### Source material

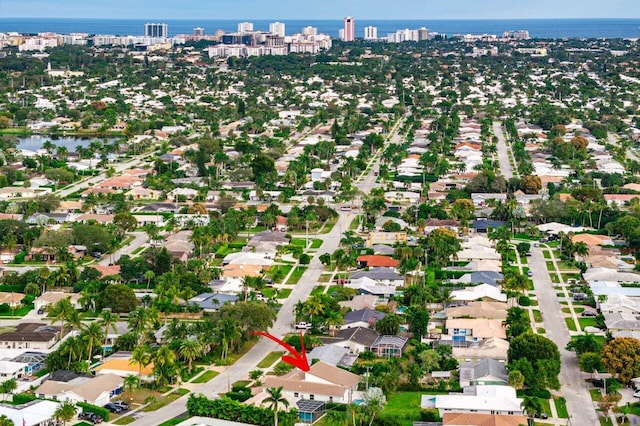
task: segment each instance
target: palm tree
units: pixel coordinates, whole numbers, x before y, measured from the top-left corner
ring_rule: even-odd
[[[151,347],[146,343],[136,346],[131,352],[131,361],[138,364],[138,375],[142,376],[142,369],[151,364]]]
[[[15,426],[15,423],[13,423],[13,420],[3,414],[0,416],[0,426]]]
[[[147,290],[149,290],[149,286],[151,285],[151,280],[154,279],[155,277],[156,277],[156,274],[151,269],[149,269],[148,271],[145,271],[144,278],[147,280]]]
[[[138,338],[138,344],[141,344],[147,333],[153,328],[158,321],[158,312],[154,308],[137,307],[129,314],[129,330]]]
[[[104,339],[104,333],[102,326],[97,321],[90,322],[84,326],[84,329],[80,333],[82,342],[87,345],[87,358],[91,361],[93,356],[93,350],[100,346]]]
[[[123,385],[124,385],[125,389],[128,390],[129,401],[131,401],[131,399],[132,399],[131,395],[133,394],[133,388],[137,388],[138,385],[140,385],[140,379],[136,375],[129,374],[127,377],[124,378]]]
[[[109,330],[113,330],[114,333],[118,332],[116,323],[120,318],[117,313],[111,311],[111,309],[103,309],[100,313],[102,324],[104,324],[104,346],[107,346],[107,339],[109,338]]]
[[[529,424],[533,424],[533,416],[542,411],[542,404],[538,397],[525,395],[522,399],[522,409],[529,416]]]
[[[66,322],[71,316],[71,312],[75,311],[69,299],[70,297],[58,300],[55,304],[49,305],[47,307],[47,310],[49,311],[47,316],[51,318],[51,324],[55,324],[58,321],[61,322],[58,340],[60,340],[62,338],[62,335],[64,334]]]
[[[238,339],[242,337],[240,326],[233,318],[225,318],[218,324],[218,341],[222,346],[220,357],[226,359]]]
[[[578,241],[572,246],[573,254],[580,256],[584,259],[585,256],[589,255],[589,246],[582,242]]]
[[[16,383],[16,379],[9,379],[0,383],[0,392],[2,392],[3,399],[6,401],[6,396],[13,393],[17,388],[18,384]]]
[[[327,312],[325,322],[329,326],[329,334],[331,336],[335,336],[336,330],[344,324],[344,315],[342,315],[342,312],[340,311],[329,311]]]
[[[173,382],[176,371],[175,361],[176,354],[168,346],[162,346],[153,355],[153,374],[159,386]]]
[[[76,415],[76,406],[70,403],[69,401],[65,401],[62,404],[58,405],[56,411],[53,413],[53,416],[62,420],[62,424],[66,425],[68,421],[73,419]]]
[[[202,345],[197,340],[184,339],[180,341],[178,346],[178,355],[180,358],[187,361],[189,365],[189,373],[191,373],[191,367],[193,361],[200,356],[202,352]]]
[[[278,426],[278,409],[280,405],[285,408],[289,407],[289,401],[282,396],[282,386],[279,388],[267,388],[267,393],[269,394],[262,402],[269,404],[269,407],[273,410],[273,419],[274,425]]]
[[[567,344],[567,350],[576,351],[578,356],[586,352],[600,353],[602,349],[602,343],[598,341],[595,334],[585,333],[580,336],[576,336]]]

### To do
Only the lines from the start of the records through the line containing "units: pixel coordinates, whole" should be repeated, word for word, with the pictures left out.

### Answer for this exercise
task: segment each instance
target: palm tree
units: pixel coordinates, whole numbers, x before y, measured from the top-left corner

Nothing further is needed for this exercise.